## Directions for this task:
Report only the number of lines in the entries below that hold the word "tree".

## Data provided:
· · ·
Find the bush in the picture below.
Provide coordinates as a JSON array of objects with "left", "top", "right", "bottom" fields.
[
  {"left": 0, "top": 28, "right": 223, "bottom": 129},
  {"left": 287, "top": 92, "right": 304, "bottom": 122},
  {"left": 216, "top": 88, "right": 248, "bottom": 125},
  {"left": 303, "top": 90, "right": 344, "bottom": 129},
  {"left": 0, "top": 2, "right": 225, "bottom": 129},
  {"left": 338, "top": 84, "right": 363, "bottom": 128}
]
· · ·
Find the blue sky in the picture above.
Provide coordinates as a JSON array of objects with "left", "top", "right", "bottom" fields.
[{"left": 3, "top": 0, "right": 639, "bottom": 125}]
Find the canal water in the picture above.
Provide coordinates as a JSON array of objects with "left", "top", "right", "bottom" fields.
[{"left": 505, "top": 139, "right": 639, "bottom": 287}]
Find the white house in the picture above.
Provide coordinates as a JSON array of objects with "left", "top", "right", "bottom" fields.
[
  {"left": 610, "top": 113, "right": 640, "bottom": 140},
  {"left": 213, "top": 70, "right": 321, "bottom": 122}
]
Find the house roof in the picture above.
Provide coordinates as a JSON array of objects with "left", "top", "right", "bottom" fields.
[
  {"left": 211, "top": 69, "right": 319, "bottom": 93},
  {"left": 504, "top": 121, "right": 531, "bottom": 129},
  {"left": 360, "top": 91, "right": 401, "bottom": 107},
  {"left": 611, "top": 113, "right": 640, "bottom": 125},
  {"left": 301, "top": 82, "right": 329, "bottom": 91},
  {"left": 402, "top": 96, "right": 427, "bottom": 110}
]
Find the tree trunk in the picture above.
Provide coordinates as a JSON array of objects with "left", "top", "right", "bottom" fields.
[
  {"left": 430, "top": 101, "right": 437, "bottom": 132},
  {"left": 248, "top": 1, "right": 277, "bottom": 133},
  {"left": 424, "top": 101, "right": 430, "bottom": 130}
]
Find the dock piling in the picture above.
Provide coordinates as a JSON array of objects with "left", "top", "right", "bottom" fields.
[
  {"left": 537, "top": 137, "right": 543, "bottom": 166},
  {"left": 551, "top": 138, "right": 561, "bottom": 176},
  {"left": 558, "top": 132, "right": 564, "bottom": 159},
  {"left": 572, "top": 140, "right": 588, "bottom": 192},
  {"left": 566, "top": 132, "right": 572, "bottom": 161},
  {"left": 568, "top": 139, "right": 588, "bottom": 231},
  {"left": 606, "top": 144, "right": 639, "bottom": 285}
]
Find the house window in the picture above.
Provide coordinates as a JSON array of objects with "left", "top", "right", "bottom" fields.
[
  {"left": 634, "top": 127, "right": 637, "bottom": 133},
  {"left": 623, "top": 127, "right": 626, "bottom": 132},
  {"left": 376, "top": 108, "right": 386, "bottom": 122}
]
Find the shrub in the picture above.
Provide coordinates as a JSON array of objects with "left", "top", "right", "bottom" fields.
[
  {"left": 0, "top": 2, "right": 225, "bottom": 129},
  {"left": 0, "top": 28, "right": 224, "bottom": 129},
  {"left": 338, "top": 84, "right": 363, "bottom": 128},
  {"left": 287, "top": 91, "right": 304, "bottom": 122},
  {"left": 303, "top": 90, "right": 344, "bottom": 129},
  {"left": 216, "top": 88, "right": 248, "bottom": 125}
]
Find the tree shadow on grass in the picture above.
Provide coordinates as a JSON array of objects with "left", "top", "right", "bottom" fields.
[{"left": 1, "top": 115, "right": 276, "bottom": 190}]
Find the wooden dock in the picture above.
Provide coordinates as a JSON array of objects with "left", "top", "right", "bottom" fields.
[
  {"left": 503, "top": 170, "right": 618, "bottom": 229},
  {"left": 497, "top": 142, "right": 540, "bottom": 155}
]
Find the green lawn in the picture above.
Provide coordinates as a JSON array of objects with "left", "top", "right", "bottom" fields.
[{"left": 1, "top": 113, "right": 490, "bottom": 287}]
· · ·
## Written reply:
2